GIVEN PROBLEM 1: In the MDX rolling median post, over how many days is the rolling median supposed to run?
GIVEN PROBLEM 2: Write the next part of the MDX rolling median post, picking up right after its final line.

SELECTED TEXT:
* Begin *
Could really use a hand from someone on this mdx query. I am trying to produce a rolling median for the last 365 days on per user and per day basis. I need the median to be the median per user response days. It seems like a simple computation but I cannot see how to get it to work with the crossjoin in the mix. Any help would be so very appreciated! If you even have a suggestion on a direction to attack this from that would be great.
SET [2Years] AS
'{[FirstOrderDate].[Full Date].&[2010-01-15T00:00:00]:[FirstOrderDate].[Full Date].[2012-08-20T00:00:00]}'
MEMBER [Measures].[2YearMedianLag]
AS
median({[FirstOrderDate].[Full Date].currentmember.lag(365):[FirstOrderDate].[FullDate].currentmember} , [Measures].[Response Days])
SELECT {[Measures].[Response Days], [Measures].[MedianLag]} ON 0,
NonEmpty(crossjoin( [days],
[User].[User ID].children),[Measures].[Response Days]) ON 1
FROM [UserRevenue]
Thank you in advance for your assistance.
EDIT:
SampleData (UserName varchar(100) null, FirstOrderDate Datetime null, ResponseDays int null)
('Jim', '2001-01-03', 10)
('Fred', '2001-01-03', 80)
('Frank', '2001-01-04', 30)
('Sally', '2001-01-05', 18)
* End *
RAW DATA:
* Begin *
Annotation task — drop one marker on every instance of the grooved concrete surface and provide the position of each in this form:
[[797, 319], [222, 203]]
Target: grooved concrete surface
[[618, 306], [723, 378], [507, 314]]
* End *
REPLY 1: The last 365 days.

REPLY 2:
('Joan', '2001-01-06', 26)
('Bill', '2001-01-06', 15)
('Ted', '2001-01-08', 29)
('Sam', '2001-01-10', 9)
('Jane', '2001-01-17', 200)
SampleOutput (FirstOrderDate datetime null, MedianResponseDays int null)
('2001-01-03', 45)
('2001-01-04', 30)
('2001-01-05', 24)
('2001-01-06', 22)
('2001-01-07', 22)
('2001-01-08', 26)
('2001-01-09', 26)
('2001-01-10', 22)
('2001-01-11', 22)
('2001-01-12', 22)
('2001-01-13', 22)
('2001-01-14', 22)
('2001-01-15', 22)
('2001-01-16', 22)
('2001-01-17', 26)
It's tricky because you need to work with a different set of rolling dates per day on rows. Are you sure you want 365 for the lag? That gives you 1 year plus 1 day. Anyway, this technique uses an inline named set to create a named set for each combination of user/date and assigns it a unique number, then you can pull that named set back out again in a StrToSet function to match up with the current row's user and dates. This version factors in each individual user:
with
set Users as [User].[User ID].Children
set UsersDates as NonEmpty((Users, [FirstOrderDate].[Full Date].children), [Measures].[Response Days])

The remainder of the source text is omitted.